■ **WHAT THE EXERCISE ASKS**
Extract the lines below from the line with "tile in the photo below." up to and including the line with "lid in the photo above.", reproducing each one word for word but omitting the pictures.

■ **MATERIAL TO PROCESS**
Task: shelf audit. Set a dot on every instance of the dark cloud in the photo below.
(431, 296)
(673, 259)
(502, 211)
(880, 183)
---
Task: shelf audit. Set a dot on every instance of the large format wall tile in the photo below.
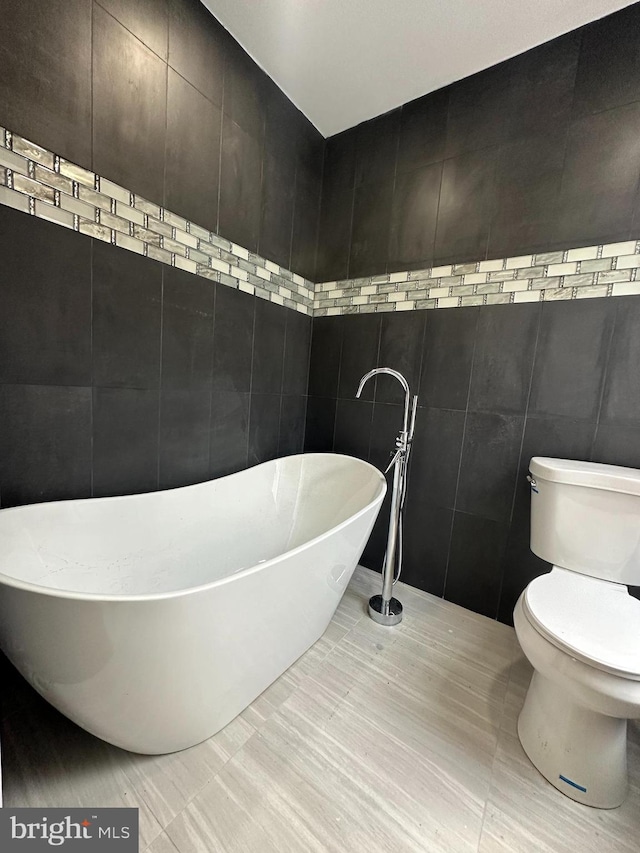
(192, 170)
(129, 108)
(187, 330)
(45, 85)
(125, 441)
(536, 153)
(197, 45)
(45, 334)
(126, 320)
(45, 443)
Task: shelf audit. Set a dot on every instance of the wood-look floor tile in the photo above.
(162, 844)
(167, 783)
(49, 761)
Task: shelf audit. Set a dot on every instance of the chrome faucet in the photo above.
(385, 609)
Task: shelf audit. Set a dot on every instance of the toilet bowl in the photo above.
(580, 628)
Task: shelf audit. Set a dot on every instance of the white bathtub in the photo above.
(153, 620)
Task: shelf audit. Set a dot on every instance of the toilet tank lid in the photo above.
* * *
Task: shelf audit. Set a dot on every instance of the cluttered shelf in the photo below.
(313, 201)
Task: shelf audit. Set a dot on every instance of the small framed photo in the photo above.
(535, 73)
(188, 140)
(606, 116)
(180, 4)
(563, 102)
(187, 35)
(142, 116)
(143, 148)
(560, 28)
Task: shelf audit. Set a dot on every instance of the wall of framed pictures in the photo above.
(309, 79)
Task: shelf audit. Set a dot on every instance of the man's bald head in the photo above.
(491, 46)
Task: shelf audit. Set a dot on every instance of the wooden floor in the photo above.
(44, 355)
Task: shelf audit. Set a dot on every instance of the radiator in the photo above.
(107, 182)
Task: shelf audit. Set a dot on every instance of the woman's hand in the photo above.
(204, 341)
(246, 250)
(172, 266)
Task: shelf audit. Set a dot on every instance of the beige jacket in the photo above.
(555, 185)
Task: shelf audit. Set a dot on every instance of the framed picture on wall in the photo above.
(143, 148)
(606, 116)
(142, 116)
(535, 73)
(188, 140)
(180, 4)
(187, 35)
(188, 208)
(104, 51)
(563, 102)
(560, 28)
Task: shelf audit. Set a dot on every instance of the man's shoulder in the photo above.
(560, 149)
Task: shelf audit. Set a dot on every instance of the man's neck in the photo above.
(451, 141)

■ **COMPLETED TASK**
Task: shelf audit. Set a dot on every instance of the large format wall tile in the photo below.
(192, 170)
(129, 108)
(187, 330)
(45, 85)
(125, 441)
(536, 153)
(197, 45)
(45, 334)
(126, 320)
(45, 443)
Task: shelf audit. Set a dot on every instance of the wood-look floor tile in the photo above.
(162, 844)
(167, 783)
(49, 761)
Task: shelf audit. Set a dot on every instance of the chrome faucet in the photo above.
(385, 609)
Task: shelf audit. Set a dot on every instance of the toilet bowl in the photo above.
(580, 628)
Task: shelf audit. Set a dot on every instance of the white bathtub in the photo above.
(153, 620)
Task: shelf audit. Set a dot on every instance of the toilet tank lid in the photo above.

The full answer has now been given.